[Short exercise A]
In the comment thread on side-by-side commercials, list each distinct commenter name that comes right before "said...".
[Short exercise B]
Please output the section of the comment thread on side-by-side commercials that begins with the words containing "With SxS - I" and ends with "the new one.".

[Document segment]

Here is my layman's opinion of Side x Side commercials.

Without SxS - I leave the room during the comercials. I don't see any of them. I do some laundry, dish's, whatever needs to be done. Simply not going to sit there for 3 minutes watching nothing of value to me.

With SxS - I watch. And this might sound sad, but it's the truth so I'll say it. "If" the commercial is good and just not another repeat of the boring Gieco or Progressive style commercials, I find my attention on the commercial over the racing.

SxS is a winner for both Nascar AND the advertisers. I'm totaly amazed at their resistance to change.

Contracts CAN be redone. I do it as conditions change and both parties agree to the change. Just write in the last contract is nul & void and sign the new one.

Nascar simply CAN'T hide behind "we have a contract". It's just not true. I can't remember how many contracts I've signed just to have something modified for the best interest of both parties.

If they don't - I'll continue to do other things during commercials. And normally don't make it back for quite some time and miss a lot of the race.

It's up to them.

Vicky D said...

51 year old fan, I was going to say the same thing about Jr's NW commercial too, plus the one last year that Logano did at Home Depot how many times did we all have to sit through that???? We need side-by-side racing with commercials.

Anonymous said...

The action in NASCAR doesn't stop once the network takes a commercial, unlike other sports. The viewers miss a lenghty 20% of the race watching the same commercials replayed all year long. In addition, we are plagued by too many in-race advertisements and mandatory in-car cameras as well.

When will NASCAR realize this business model is not working? This topic needs to be the #1 priority over online coverage.

The Mad Man said...

In order to understand why we don't have side by side, you have to go back to when the BSPN contract was first announced. BZF said that the side by side did not allow for their sponsors type of "branding". Branding? Now where have we seen that word before? In other words, NA$CAR's sponsors, supposedly, did not want the side by side because it wouldn't allow them to try to brainwash us about their products/services on a smaller screen. They needed a full screen to attempt their brainwashing. Instead, they've managed to drive away more and more of the TV audience. If last year's TV ratings haven't gotten their attention then nothing will.

"I know what's best for the sport" - BZF

And if frogs had wings they wouldn't bump their behinds.

Anonymous said...

You are missing the point on a couple of levels:
1. The recall rate of an ad on side-by-side is about 10% that of a regular commercial.

Location annotation dataset excerpts

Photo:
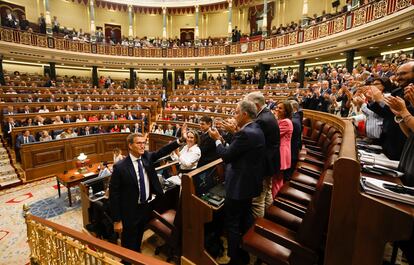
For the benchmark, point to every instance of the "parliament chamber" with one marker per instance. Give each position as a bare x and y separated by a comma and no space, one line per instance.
81,80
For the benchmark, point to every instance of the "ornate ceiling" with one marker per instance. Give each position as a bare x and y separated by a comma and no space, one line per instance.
166,3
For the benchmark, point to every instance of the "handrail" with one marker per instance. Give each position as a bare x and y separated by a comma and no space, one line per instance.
337,24
51,243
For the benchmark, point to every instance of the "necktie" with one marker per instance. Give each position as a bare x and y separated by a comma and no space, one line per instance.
142,195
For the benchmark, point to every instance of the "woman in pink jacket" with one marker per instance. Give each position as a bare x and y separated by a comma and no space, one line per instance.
283,114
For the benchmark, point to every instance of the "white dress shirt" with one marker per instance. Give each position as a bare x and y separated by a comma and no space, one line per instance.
146,179
188,157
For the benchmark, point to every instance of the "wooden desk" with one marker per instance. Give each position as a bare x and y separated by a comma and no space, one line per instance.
73,178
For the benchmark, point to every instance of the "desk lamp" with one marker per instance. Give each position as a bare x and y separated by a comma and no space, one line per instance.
82,161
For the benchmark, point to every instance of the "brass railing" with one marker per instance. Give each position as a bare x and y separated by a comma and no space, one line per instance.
342,22
54,244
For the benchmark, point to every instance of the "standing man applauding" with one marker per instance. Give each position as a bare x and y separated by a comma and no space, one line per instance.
133,183
245,169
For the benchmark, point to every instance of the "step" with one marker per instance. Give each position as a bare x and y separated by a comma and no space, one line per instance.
10,182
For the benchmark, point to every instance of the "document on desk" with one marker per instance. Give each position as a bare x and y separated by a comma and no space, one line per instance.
88,174
175,180
379,188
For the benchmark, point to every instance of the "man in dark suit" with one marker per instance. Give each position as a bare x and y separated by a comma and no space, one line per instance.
245,169
133,184
24,138
207,144
270,128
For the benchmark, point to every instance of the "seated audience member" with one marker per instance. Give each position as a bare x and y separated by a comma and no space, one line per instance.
115,129
170,130
190,153
117,155
86,131
57,120
405,120
68,133
45,137
101,129
80,118
284,116
24,138
125,128
207,144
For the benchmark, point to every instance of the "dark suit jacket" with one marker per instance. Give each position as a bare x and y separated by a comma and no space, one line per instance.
270,128
208,149
296,141
20,140
124,188
245,161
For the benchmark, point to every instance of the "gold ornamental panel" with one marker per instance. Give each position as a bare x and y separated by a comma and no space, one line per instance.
255,46
26,38
42,41
280,41
6,35
100,49
380,9
190,52
269,43
124,50
293,38
402,4
339,24
86,47
309,34
113,50
323,30
359,16
158,52
73,46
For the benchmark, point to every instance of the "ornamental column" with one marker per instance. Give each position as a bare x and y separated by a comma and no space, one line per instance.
95,81
264,26
301,77
52,71
350,60
164,26
305,10
92,16
196,33
131,23
230,28
48,19
131,78
2,81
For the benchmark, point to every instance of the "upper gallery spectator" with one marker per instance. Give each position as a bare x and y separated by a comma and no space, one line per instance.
270,128
245,169
206,144
189,155
42,24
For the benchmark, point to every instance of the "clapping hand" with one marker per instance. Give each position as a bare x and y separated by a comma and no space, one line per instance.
409,93
214,134
396,104
184,131
230,126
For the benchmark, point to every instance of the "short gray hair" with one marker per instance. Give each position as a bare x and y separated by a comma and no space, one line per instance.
248,107
256,97
131,137
295,105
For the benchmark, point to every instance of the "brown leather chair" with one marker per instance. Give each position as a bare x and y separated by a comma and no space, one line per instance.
275,244
168,226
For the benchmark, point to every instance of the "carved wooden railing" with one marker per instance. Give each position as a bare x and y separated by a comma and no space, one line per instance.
51,243
337,24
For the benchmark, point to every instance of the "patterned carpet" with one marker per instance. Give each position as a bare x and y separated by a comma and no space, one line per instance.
43,199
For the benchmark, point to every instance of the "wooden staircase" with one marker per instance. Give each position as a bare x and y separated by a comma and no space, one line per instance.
9,174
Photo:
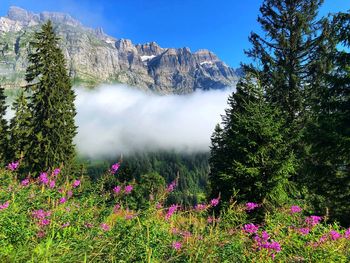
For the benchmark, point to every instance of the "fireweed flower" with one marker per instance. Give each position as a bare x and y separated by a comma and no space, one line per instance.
43,178
250,228
105,227
114,168
295,209
128,189
176,245
214,202
76,183
5,205
171,210
13,166
171,186
117,189
250,206
313,220
25,182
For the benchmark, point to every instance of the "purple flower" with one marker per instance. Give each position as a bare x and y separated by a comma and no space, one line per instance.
43,178
171,186
114,168
176,245
295,209
214,202
13,166
334,235
76,183
171,210
313,220
56,172
304,231
117,189
52,184
250,228
128,189
63,200
250,206
5,205
25,182
105,227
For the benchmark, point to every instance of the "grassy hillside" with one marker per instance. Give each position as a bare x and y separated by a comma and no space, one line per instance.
56,219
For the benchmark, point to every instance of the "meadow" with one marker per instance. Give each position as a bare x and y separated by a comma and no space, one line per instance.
57,218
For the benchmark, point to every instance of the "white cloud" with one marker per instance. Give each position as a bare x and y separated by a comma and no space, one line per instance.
118,119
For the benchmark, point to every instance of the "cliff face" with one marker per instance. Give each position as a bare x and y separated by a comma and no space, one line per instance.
94,57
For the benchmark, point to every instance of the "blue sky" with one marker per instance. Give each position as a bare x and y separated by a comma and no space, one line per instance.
221,26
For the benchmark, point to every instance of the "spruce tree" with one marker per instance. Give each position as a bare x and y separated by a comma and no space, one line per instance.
20,129
250,160
3,128
51,104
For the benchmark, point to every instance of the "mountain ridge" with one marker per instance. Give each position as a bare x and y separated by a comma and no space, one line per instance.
94,57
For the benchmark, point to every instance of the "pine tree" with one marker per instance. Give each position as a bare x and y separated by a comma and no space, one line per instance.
20,129
3,128
249,157
286,54
51,104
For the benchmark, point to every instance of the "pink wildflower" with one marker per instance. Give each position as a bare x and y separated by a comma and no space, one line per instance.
117,189
4,205
214,202
295,209
114,168
13,166
251,206
171,210
76,183
176,245
128,189
250,228
25,182
334,235
43,178
105,227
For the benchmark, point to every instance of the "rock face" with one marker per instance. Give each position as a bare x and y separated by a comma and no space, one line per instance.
94,57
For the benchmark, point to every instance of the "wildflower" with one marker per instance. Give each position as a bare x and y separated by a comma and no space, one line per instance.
65,225
63,200
52,184
76,183
313,220
43,178
117,189
214,202
5,205
171,186
200,207
250,228
25,182
334,235
295,209
304,231
176,245
171,210
128,189
347,234
105,227
251,206
56,172
13,166
114,168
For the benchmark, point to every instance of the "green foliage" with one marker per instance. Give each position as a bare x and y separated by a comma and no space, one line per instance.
51,104
250,161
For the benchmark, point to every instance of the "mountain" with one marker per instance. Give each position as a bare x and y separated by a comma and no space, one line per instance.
93,57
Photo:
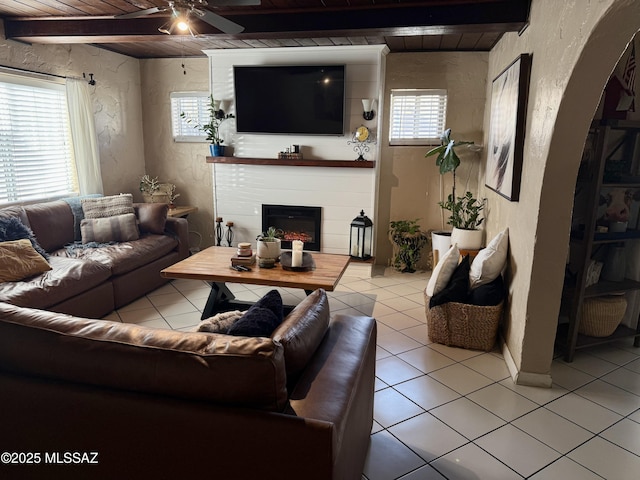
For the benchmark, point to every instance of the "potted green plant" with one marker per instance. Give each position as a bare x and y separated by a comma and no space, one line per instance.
465,219
269,247
464,210
408,240
212,128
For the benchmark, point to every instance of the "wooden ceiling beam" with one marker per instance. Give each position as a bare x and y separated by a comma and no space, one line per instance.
492,16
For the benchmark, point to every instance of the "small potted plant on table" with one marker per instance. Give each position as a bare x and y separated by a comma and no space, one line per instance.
269,247
212,128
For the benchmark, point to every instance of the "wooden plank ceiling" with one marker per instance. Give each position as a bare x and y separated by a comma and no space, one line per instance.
403,25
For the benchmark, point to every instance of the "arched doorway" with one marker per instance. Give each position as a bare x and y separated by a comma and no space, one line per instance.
581,95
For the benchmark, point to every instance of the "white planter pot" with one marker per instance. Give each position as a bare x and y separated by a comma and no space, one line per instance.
467,239
440,243
269,249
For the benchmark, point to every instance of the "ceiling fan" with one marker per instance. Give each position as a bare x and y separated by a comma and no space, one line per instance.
182,11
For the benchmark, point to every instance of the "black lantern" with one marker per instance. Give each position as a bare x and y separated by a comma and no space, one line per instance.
361,237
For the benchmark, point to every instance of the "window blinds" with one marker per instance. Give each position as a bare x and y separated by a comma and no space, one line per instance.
36,160
195,105
417,116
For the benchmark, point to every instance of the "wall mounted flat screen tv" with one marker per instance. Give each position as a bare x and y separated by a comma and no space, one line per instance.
298,99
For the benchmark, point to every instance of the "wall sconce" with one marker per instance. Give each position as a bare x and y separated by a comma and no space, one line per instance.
368,105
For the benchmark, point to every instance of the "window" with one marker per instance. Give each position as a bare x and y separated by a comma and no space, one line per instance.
36,155
195,105
417,116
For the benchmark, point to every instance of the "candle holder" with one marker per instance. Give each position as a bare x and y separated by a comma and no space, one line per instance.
229,233
218,231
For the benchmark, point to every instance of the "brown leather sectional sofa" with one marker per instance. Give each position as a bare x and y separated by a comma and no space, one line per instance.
83,398
93,282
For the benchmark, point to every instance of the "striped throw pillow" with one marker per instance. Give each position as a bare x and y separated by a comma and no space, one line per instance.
102,207
119,228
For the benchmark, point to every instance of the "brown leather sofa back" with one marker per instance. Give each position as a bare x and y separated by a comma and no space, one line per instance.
226,370
52,224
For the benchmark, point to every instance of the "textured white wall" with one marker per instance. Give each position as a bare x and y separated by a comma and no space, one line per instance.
240,190
116,100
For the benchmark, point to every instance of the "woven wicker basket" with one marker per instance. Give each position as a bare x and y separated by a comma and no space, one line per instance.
602,315
463,325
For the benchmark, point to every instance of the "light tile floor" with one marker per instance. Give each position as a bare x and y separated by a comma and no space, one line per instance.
451,413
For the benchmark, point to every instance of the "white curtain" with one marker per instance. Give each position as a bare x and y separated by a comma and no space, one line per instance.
83,133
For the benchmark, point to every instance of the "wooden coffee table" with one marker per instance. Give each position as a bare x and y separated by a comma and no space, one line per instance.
213,265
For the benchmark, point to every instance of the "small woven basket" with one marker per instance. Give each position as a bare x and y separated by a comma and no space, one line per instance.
602,315
463,325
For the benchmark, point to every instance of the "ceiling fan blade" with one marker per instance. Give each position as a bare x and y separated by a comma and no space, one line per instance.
142,13
233,3
221,23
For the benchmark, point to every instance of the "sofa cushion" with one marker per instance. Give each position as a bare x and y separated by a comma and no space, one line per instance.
152,217
125,256
235,371
301,332
110,206
119,228
18,260
52,224
12,228
67,278
15,211
261,319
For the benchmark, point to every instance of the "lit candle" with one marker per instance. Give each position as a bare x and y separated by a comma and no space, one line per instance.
296,253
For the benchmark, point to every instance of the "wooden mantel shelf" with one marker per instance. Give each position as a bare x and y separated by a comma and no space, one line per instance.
293,163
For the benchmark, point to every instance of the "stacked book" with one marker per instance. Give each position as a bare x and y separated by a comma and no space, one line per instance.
246,261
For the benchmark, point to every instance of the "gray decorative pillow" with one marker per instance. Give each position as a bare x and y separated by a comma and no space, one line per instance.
220,323
120,228
102,207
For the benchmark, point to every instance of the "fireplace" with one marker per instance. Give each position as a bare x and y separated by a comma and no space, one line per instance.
296,222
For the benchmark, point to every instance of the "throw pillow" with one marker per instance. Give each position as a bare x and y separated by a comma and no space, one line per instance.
12,228
19,260
489,294
121,228
152,217
443,271
102,207
261,319
457,289
490,261
219,323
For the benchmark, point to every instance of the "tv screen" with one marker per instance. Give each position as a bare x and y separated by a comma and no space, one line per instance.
298,99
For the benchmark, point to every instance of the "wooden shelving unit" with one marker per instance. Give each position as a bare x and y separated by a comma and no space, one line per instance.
594,175
292,162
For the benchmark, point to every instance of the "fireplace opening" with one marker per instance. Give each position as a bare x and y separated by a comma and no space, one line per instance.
296,222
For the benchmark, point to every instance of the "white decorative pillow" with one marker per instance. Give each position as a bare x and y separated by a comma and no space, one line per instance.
120,228
101,207
490,261
444,269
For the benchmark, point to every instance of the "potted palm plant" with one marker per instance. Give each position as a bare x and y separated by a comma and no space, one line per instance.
465,210
211,128
408,240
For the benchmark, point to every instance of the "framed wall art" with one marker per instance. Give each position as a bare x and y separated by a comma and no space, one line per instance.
507,126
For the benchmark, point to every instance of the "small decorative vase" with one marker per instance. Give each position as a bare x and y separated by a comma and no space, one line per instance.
269,249
217,150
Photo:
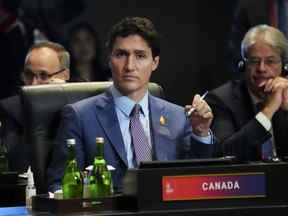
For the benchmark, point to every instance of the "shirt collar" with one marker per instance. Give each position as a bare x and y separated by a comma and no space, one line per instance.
125,104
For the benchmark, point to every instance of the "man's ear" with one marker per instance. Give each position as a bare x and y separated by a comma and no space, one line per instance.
155,63
66,74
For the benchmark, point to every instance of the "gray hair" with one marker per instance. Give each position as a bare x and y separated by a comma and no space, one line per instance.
63,54
268,34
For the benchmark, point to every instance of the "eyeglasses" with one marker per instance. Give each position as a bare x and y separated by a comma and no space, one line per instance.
43,75
270,62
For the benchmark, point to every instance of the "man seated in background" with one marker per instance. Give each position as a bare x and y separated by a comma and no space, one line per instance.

[Full answer A]
Vicky D
Anonymous
The Mad Man

[Full answer B]
With SxS - I watch. And this might sound sad, but it's the truth so I'll say it. "If" the commercial is good and just not another repeat of the boring Gieco or Progressive style commercials, I find my attention on the commercial over the racing.

SxS is a winner for both Nascar AND the advertisers. I'm totaly amazed at their resistance to change.

Contracts CAN be redone. I do it as conditions change and both parties agree to the change. Just write in the last contract is nul & void and sign the new one.